§ **Selected excerpt**:
- - -
Other key measurements:
- Nave16 by 7.3 m
- Chancel6 by 5.4 m
- Organ chamber and vestry are in the transepts
- Tower15.2 m high.

=== Condition ===

As at 1 August 2002, the physical condition is fair to poor. Cracking to bell tower. Largely intact, including interior designed by Blacket.

== Heritage listing ==
As at 5 October 2006, St John the Evangelist Church, Wallerawang, constructed between 1880 and 1881, is of state significance as a rare example of a major church building erected by private philanthropy, equalled in Lithgow only by the Hoskins Memorial Church and comparable to the Hunter Baillie Memorial Presbyterian Church in Annandale. It is one of the last major churches in the state built entirely by private philanthropy and is possibly the only example of a "union" or public dual-denomination church identified to date in the Central West region. It is associated with the architect Edmund Blacket and is a fine example of the architecture of Blacket and Sons. It is associated with the Lithgow pioneering family of James Walker and Edwin Barton, who was the surveyor of rail routes to western New South Wales. It is unique in the Lithgow area as a dual-denomination church and has wide social significance. St John the Evangelist Church contains numerous significant moveable objects and artefacts (e.g. main altar, pews, readers lectern, baptismal font and other associated furnishings, tables and chairs) that were purpose-built for the church.

St John the Evangelist Church was listed on the New South Wales State Heritage Register on 10 September 2004 having satisfied the following criteria.
- - -
§ **Dataset excerpts**:
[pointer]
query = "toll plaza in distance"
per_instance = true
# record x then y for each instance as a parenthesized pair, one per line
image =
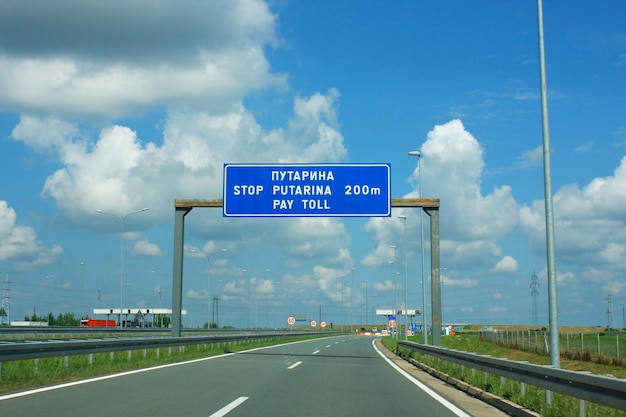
(307, 190)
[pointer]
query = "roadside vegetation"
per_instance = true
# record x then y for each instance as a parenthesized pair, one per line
(26, 374)
(534, 398)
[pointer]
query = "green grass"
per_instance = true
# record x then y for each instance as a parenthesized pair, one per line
(25, 374)
(534, 398)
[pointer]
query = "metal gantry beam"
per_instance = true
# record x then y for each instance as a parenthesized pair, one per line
(184, 206)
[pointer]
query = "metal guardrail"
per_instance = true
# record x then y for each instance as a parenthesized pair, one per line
(610, 392)
(35, 349)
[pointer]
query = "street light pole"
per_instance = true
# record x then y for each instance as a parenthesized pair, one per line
(342, 319)
(395, 287)
(208, 294)
(122, 219)
(82, 288)
(406, 285)
(419, 181)
(351, 299)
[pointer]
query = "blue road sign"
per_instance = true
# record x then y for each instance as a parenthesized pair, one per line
(307, 190)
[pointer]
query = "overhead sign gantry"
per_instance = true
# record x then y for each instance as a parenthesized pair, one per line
(307, 190)
(346, 190)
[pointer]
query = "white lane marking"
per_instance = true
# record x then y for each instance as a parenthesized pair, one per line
(453, 408)
(136, 371)
(230, 407)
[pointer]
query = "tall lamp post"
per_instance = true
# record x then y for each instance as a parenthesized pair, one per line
(122, 219)
(418, 155)
(406, 285)
(351, 299)
(82, 288)
(395, 286)
(208, 294)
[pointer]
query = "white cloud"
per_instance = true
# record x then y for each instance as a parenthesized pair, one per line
(507, 264)
(530, 158)
(90, 64)
(19, 244)
(470, 221)
(143, 247)
(463, 283)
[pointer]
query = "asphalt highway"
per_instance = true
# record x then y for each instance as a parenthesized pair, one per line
(338, 376)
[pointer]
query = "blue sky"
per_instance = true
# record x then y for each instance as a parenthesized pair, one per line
(117, 106)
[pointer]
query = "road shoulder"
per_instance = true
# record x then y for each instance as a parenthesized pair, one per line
(472, 400)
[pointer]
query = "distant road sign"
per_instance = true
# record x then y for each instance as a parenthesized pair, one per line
(307, 190)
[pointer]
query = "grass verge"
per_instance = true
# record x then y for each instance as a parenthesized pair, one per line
(533, 398)
(28, 374)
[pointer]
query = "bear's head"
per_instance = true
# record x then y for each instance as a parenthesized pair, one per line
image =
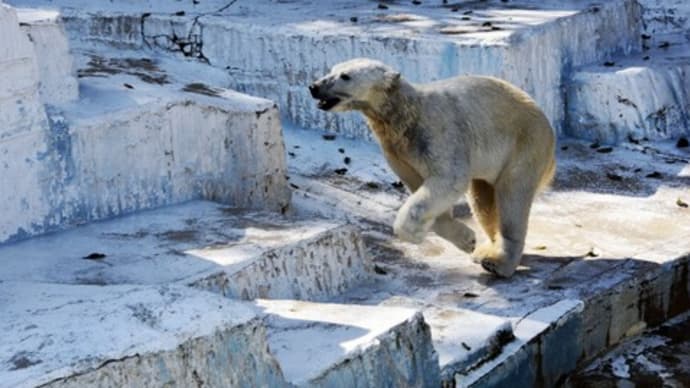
(357, 84)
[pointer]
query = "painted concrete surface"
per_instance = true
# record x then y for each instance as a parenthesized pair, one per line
(349, 345)
(44, 29)
(138, 284)
(21, 111)
(204, 244)
(128, 336)
(138, 138)
(621, 267)
(275, 50)
(658, 357)
(645, 96)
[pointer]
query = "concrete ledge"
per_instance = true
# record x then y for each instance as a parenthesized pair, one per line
(57, 76)
(129, 336)
(236, 254)
(317, 268)
(645, 96)
(140, 148)
(21, 111)
(274, 51)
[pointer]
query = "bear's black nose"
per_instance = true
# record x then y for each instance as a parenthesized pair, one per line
(314, 90)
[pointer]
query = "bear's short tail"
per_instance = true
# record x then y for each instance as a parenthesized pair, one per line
(547, 178)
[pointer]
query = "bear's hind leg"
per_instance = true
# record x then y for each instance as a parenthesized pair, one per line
(455, 231)
(514, 198)
(482, 200)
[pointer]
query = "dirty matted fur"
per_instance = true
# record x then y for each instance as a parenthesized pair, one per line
(472, 135)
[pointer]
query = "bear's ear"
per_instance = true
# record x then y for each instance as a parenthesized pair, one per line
(393, 78)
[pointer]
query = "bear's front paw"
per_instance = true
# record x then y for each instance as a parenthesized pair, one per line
(408, 230)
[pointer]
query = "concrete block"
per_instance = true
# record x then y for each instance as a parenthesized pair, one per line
(57, 76)
(203, 244)
(338, 345)
(634, 98)
(532, 45)
(129, 336)
(21, 110)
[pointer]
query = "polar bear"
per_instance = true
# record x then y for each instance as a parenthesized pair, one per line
(473, 135)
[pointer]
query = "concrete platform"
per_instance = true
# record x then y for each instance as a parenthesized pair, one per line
- - -
§ **Task instructions**: Pick up the heritage description of St John the Evangelist Church, Wallerawang, right after its last sentence, and carry it forward.

§ **Result of the exercise**:
The place is important in demonstrating the course, or pattern, of cultural or natural history in New South Wales.

St John the Evangelist Church is one of the last major churches in the State built entirely by private philanthropy and is possibly the only example of a "union" or public dual-denomination church identified to date in the Central West Region.

The place has a strong or special association with a person, or group of persons, of importance of cultural or natural history of New South Wales's history.

St John the Evangelist Church is associated with a number of prominent people and families including the architect Edmund Blacket and his firm Blacket and Sons and the Walker-Barton family.

The place is important in demonstrating aesthetic characteristics and/or a high degree of creative or technical achievement in New South Wales.

St John the Evangelist Church is a fine example of the work of architect, Edmund Blacket. It has the attributes of Victorian Gothic style. Materials and workmanship used throughout the church are of high quality including many stained glass windows, detailed carving to the sandstone and timberwork. The church occupies a prominent site at the northern entrance to Main Street, Wallerawang.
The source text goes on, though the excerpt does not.